### Source text
┄┄┄┄┄┄┄┄┄┄
In the wake of the COVID-19 pandemic caused by the severe acute respiratory syndrome coronavirus 2 (SARS-CoV-2), a significant number of individuals have experienced persistent symptoms beyond the acute phase of the illness.
This condition, known as post-acute sequelae of SARS-CoV-2 infection (PASC) or long COVID, has raised concerns about potential long-term health consequences, including cardiovascular involvement. Cardiac magnetic resonance imaging (MRI) has emerged as a valuable tool for evaluating cardiac abnormalities in patients with suspected PASC.
This article aims to delve into a study that investigated cardiac MRI findings in a pre-selected cohort of patients with clinical suspicion of PASC.
Study Design and Objectives
The study focused on a pre-selected cohort of patients referred for cardiac MRI due to clinical suspicion of PASC. The primary objective was to assess the prevalence and types of cardiac abnormalities observed in this cohort. To enhance the generalizability of the results and mimic real-world clinical practice, the study strictly adhered to established international guidelines for the detection of myocardial inflammation.
┄┄┄┄┄┄┄┄┄┄
### Data
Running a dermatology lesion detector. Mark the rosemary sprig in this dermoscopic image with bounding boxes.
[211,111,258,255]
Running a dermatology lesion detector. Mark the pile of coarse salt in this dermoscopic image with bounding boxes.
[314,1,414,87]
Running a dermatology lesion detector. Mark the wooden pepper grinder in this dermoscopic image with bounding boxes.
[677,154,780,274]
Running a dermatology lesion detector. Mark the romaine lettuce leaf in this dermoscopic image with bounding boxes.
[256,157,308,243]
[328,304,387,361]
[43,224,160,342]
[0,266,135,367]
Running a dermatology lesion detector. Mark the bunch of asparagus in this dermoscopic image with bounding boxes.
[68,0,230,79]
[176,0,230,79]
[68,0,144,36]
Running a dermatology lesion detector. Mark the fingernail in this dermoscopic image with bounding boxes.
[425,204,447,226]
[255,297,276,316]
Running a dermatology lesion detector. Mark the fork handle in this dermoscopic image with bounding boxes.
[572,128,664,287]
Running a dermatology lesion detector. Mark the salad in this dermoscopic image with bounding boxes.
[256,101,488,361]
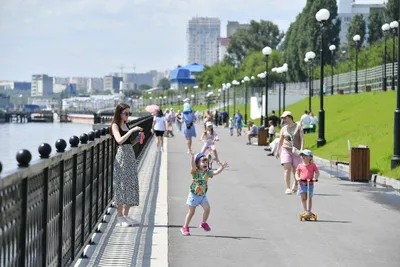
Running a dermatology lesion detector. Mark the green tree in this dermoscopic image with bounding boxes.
[283,0,341,81]
[139,84,151,90]
[346,14,368,47]
[368,9,385,44]
[228,20,284,64]
[158,78,171,90]
[385,0,399,23]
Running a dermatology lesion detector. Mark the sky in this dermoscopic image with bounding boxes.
[0,0,381,81]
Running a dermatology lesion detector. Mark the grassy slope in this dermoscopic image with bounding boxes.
[158,91,400,179]
[287,91,400,179]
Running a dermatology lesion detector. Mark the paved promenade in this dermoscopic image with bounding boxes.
[76,124,400,267]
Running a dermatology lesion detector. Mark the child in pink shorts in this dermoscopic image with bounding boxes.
[295,149,319,215]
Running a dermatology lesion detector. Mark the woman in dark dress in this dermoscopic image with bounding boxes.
[111,104,143,226]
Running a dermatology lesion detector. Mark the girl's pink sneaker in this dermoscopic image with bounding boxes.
[200,222,211,232]
[181,226,190,235]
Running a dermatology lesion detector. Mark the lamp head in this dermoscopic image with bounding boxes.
[353,34,361,42]
[390,20,399,29]
[262,46,272,56]
[315,8,331,22]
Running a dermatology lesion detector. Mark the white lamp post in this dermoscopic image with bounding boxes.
[315,8,330,147]
[261,46,272,127]
[329,45,336,95]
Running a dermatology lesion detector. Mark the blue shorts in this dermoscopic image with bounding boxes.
[297,183,314,197]
[186,192,208,207]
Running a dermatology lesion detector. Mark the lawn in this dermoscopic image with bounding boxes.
[287,91,400,179]
[152,91,400,179]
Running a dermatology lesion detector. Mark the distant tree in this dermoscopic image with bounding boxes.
[139,84,151,90]
[346,14,366,47]
[158,78,171,90]
[282,0,341,81]
[228,20,284,65]
[385,0,399,23]
[368,9,385,44]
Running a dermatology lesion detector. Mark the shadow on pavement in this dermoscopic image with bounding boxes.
[314,193,341,197]
[307,220,352,223]
[197,235,266,240]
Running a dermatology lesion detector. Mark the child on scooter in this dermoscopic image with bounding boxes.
[200,121,221,165]
[295,149,319,216]
[181,153,228,235]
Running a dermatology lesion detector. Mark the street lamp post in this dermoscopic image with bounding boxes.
[262,46,272,127]
[304,51,316,111]
[243,76,250,125]
[279,63,288,113]
[390,21,399,91]
[353,34,360,94]
[391,0,400,169]
[329,45,336,95]
[382,23,390,91]
[315,9,330,147]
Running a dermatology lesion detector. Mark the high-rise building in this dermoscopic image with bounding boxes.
[187,17,221,66]
[104,75,122,93]
[31,74,53,96]
[338,0,385,44]
[226,21,250,38]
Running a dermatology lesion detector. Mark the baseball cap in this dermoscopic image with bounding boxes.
[300,149,313,157]
[281,111,293,118]
[194,153,206,166]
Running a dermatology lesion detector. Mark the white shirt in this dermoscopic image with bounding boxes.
[153,116,166,131]
[300,114,311,128]
[310,117,318,124]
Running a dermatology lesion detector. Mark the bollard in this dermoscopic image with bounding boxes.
[56,139,67,153]
[16,149,32,167]
[38,143,51,159]
[69,135,79,147]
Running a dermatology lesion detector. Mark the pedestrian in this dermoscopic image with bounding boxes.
[183,103,196,154]
[310,112,318,133]
[269,110,281,127]
[200,121,221,165]
[229,118,234,136]
[296,149,319,216]
[176,110,183,132]
[151,109,167,151]
[110,103,143,226]
[234,110,243,136]
[268,120,275,143]
[181,153,228,235]
[247,121,258,145]
[276,111,304,195]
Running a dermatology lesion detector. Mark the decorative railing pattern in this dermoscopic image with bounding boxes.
[0,117,152,267]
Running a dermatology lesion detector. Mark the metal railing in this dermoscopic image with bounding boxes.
[0,117,152,267]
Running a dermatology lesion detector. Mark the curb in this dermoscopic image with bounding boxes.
[314,156,400,190]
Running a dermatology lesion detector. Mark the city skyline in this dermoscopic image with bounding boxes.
[0,0,382,81]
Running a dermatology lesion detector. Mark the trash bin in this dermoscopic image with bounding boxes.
[349,146,370,182]
[257,128,268,146]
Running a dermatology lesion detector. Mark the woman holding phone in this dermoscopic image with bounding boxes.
[111,103,143,226]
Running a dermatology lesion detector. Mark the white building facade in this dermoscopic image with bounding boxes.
[31,74,53,96]
[187,17,221,66]
[338,0,385,44]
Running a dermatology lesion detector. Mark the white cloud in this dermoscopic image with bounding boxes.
[0,0,306,79]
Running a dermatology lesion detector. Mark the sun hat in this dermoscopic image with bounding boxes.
[281,111,293,118]
[183,103,192,112]
[300,149,313,157]
[194,153,206,166]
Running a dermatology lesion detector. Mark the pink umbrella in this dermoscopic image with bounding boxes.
[145,104,160,113]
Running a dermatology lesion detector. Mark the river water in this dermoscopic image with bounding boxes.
[0,122,92,174]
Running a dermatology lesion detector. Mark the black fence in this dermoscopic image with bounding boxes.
[0,117,152,267]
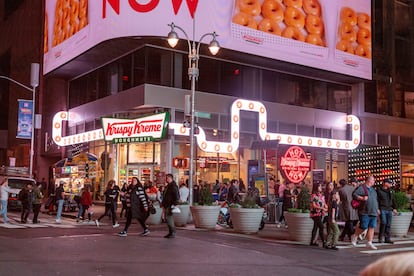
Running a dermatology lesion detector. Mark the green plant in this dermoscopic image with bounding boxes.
[394,191,409,212]
[288,186,311,213]
[198,185,214,206]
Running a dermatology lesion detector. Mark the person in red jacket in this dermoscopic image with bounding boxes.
[80,186,92,221]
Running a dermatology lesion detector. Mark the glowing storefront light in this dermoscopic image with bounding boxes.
[52,99,361,153]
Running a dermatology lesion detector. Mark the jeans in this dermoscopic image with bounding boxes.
[165,207,175,236]
[33,204,42,223]
[311,216,325,244]
[378,210,392,241]
[0,200,9,223]
[56,199,63,220]
[326,222,339,246]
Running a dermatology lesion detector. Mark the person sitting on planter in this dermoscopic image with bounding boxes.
[310,182,328,247]
[377,179,397,244]
[325,190,340,250]
[227,179,241,204]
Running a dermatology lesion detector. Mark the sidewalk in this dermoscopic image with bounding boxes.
[42,201,414,247]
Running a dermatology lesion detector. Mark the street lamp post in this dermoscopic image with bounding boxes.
[0,63,39,177]
[167,23,220,205]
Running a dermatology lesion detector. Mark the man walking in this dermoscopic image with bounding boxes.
[351,175,379,249]
[339,177,358,241]
[377,179,397,244]
[55,180,66,223]
[162,173,180,238]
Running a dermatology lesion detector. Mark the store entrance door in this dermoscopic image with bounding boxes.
[126,164,154,185]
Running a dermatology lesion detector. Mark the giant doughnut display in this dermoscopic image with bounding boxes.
[232,0,326,47]
[336,7,372,59]
[52,0,88,46]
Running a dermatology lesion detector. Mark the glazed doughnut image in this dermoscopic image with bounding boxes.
[355,44,371,58]
[358,12,371,31]
[52,0,88,46]
[283,0,302,9]
[237,0,261,16]
[305,14,324,35]
[262,0,284,22]
[341,7,357,26]
[336,40,355,55]
[232,12,257,29]
[285,7,305,29]
[303,0,321,16]
[357,28,371,47]
[282,26,305,42]
[257,18,282,36]
[339,23,356,42]
[305,34,325,47]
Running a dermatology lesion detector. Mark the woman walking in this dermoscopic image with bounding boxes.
[310,182,328,247]
[95,179,119,228]
[118,177,150,237]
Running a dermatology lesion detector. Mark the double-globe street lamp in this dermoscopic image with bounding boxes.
[167,23,220,205]
[0,63,39,177]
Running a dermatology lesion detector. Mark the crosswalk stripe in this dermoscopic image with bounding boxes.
[361,246,414,254]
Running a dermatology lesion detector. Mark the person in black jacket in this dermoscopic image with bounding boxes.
[118,177,150,237]
[161,173,180,238]
[377,179,397,243]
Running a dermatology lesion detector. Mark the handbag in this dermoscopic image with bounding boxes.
[351,185,368,209]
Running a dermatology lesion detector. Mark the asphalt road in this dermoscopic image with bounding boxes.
[0,209,414,276]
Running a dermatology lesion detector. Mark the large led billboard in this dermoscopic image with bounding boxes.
[43,0,372,79]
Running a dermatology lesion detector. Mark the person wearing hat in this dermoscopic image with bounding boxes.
[339,177,359,241]
[55,180,66,223]
[377,178,397,244]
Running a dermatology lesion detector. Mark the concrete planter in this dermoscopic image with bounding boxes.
[190,205,220,229]
[173,204,190,226]
[145,204,162,225]
[284,212,313,244]
[229,208,264,234]
[391,212,413,237]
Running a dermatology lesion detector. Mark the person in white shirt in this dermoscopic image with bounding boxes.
[0,178,13,223]
[178,183,190,202]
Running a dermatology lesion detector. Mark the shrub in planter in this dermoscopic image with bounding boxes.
[190,185,220,229]
[391,191,413,237]
[285,187,313,243]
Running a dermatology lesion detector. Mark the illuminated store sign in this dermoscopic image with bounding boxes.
[280,146,310,183]
[52,99,361,153]
[102,112,169,143]
[43,0,372,79]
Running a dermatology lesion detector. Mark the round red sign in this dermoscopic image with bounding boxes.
[280,146,310,183]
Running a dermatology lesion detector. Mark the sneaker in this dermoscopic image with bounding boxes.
[358,229,368,241]
[366,242,378,250]
[351,234,358,246]
[118,231,128,237]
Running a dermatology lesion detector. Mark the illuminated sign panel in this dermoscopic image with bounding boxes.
[102,113,168,143]
[43,0,372,79]
[52,99,361,153]
[280,146,311,183]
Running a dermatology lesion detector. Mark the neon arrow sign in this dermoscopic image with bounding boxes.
[52,99,361,153]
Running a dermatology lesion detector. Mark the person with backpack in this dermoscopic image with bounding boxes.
[33,182,43,223]
[118,177,150,237]
[95,179,119,228]
[351,175,380,250]
[0,178,13,223]
[162,173,180,239]
[19,183,33,223]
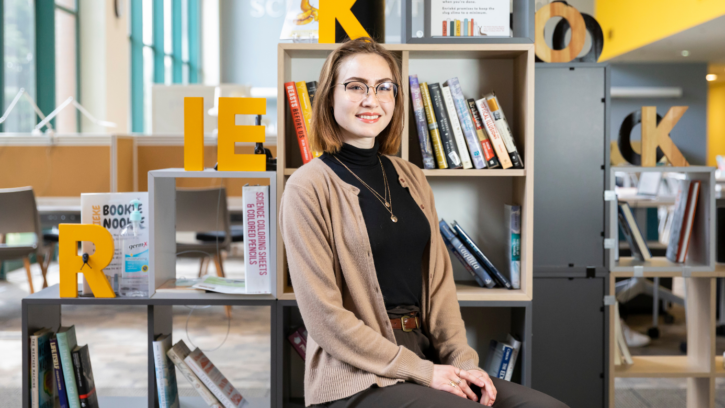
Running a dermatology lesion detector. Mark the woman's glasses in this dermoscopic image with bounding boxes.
[337,81,398,103]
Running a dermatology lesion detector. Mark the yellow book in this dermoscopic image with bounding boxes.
[420,82,448,169]
[295,81,322,157]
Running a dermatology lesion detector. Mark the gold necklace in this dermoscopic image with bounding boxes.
[333,156,398,222]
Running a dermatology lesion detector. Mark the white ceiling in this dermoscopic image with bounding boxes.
[604,16,725,63]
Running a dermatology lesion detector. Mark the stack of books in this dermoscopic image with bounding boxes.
[30,326,98,408]
[409,75,524,169]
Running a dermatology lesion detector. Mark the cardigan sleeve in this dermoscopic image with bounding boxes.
[279,179,433,386]
[421,172,483,371]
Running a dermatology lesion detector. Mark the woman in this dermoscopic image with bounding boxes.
[279,38,565,408]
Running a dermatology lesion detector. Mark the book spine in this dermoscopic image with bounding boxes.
[506,205,521,289]
[55,332,81,408]
[453,222,513,289]
[420,82,448,169]
[284,82,312,164]
[476,98,513,169]
[409,75,436,169]
[484,93,524,169]
[448,77,486,169]
[441,86,473,169]
[428,83,463,169]
[166,349,222,408]
[466,99,501,169]
[439,220,496,288]
[50,338,69,408]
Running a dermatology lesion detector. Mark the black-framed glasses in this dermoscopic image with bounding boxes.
[335,81,398,103]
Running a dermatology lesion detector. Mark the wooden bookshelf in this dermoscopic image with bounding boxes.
[277,44,534,302]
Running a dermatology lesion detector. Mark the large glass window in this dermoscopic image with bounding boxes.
[2,0,36,132]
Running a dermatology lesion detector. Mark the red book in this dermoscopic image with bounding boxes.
[284,82,312,164]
┄┄┄┄┄┄┄┄┄┄
### Task list
1. Retype the part of the long COVID cardiac MRI article that opens with the words containing "Study Design and" and closes with "of myocardial inflammation.".
2. According to the long COVID cardiac MRI article, what was the primary objective of the study?
3. Please give what follows the last sentence of the long COVID cardiac MRI article.

### Answers provided
1.
Study Design and Objectives
The study focused on a pre-selected cohort of patients referred for cardiac MRI due to clinical suspicion of PASC. The primary objective was to assess the prevalence and types of cardiac abnormalities observed in this cohort. To enhance the generalizability of the results and mimic real-world clinical practice, the study strictly adhered to established international guidelines for the detection of myocardial inflammation.

2. To assess the prevalence and types of cardiac abnormalities observed in the cohort.

3.
Cardiac MRI Findings
The study findings revealed several notable cardiac MRI findings in the pre-selected cohort of patients with suspected PASC. Among the patients, 30% exhibited signs of post-inflammatory myocardial fibrosis, which could potentially indicate a history of myocarditis.
Importantly, no cases of active myocarditis or acute myocardial infarction were identified. However, in 4% of patients, post-ischemic myocardial findings were observed, suggesting the presence of pre-existing ischemic heart disease.
Additionally, previously unknown structural cardiac abnormalities were diagnosed in 9% of patients.
Comparison with Previous Studies
The prevalence of abnormal cardiac MRI findings in patients after SARS-CoV-2 infection has been reported to vary widely in previous studies, ranging from 26% to 78%. However, these variations can be attributed to differences in study design and inclusion criteria.
In contrast, the current study focused exclusively on clinical referrals for cardiac MRI and relied on established international guidelines for the detection of myocardial inflammation. This approach aimed to improve generalizability and closely resemble real-world scenarios in imaging departments when evaluating PASC-associated cardiovascular disease.
The study reported a higher prevalence (30%) of non-ischemic myocardial fibrosis compared to the general adult population, where rates of approximately 7.9% have been reported.
However, unlike previous clinical studies, the current investigation did not identify cases of active myocardial inflammation, which aligns with findings from a meta-analysis of autopsy results demonstrating rare histopathological evidence of active myocarditis (<2%).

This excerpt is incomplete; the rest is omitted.